WHAT IS REQUIRED:
In the article on HHS Accelerate below, which figures describe the data the tool pulls in and how often that data updates?

READING PASSAGE:
Jose Arrieta, the associate deputy assistant secretary for acquisition, told Federal News Network on Friday that HHS Accelerate, having gotten an authority to operate (ATO) on Monday, will pull current data from five contract-writing systems and about 100,000 contracts that represent nearly $25 billion in annual spend. The data will update every 24 hours.

“We believe that there’s significant savings and significant price negotiation power that will come with having full visibility into prices paid,” Arrieta said Friday.

When agencies want to make a strategically sourced buy of something, Arrieta said it can take a matter months to pull all the data together and analyze it.

“Now we have the ability to do that analysis in one second, and provide the information to the contracting officer in negotiation or acquisition planning,” Arrieta said. “That is extremely powerful. It’s like going to Target — let’s say you’re buying an iPhone — you look up the price on Amazon and find out it’s $30 cheaper. You show it to the Target cashier and they give you a discount. That is the empowerment of the acquisition workforce and empowerment of the contracting professional.”

While HHS Accelerate uses track of the structured data taxonomy, the tool also uses robotic process automation and machine learning to automate some of the business processes.

“Machine learning actually cleanses the data as it comes in from our legacy systems. Blockchain becomes the reference point and the taxonomy holder,” Arrieta said.

Now that it’s authorized to use live data, the HHS Accelerate team expects to make to tweaks to the project.

“Once we get it operating smoothly, we’ve got to start to share it with our workforce and get feedback from them on what’s valuable and where we can provide better analysis and drill-down and focus,” Arietta said.

By March 2019, HHS looks to have a functioning capability that it can start to use to provide information to its contracting workforce.

“That means extracting the data from the writing systems, being able to analyze it, and then push it to the contracting professionals and get feedback from them on what information is useful, what information could be more useful, what is not useful, and start to train the machine learning in that way,” Arrieta said.

SUPPLIED ENTRIES:
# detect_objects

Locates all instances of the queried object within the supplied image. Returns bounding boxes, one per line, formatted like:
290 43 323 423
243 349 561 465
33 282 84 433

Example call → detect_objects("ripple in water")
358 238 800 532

WRITTEN SOLUTION:
- Five contract-writing systems
- About 100,000 contracts
- Nearly $25 billion in annual spend
- An update every 24 hours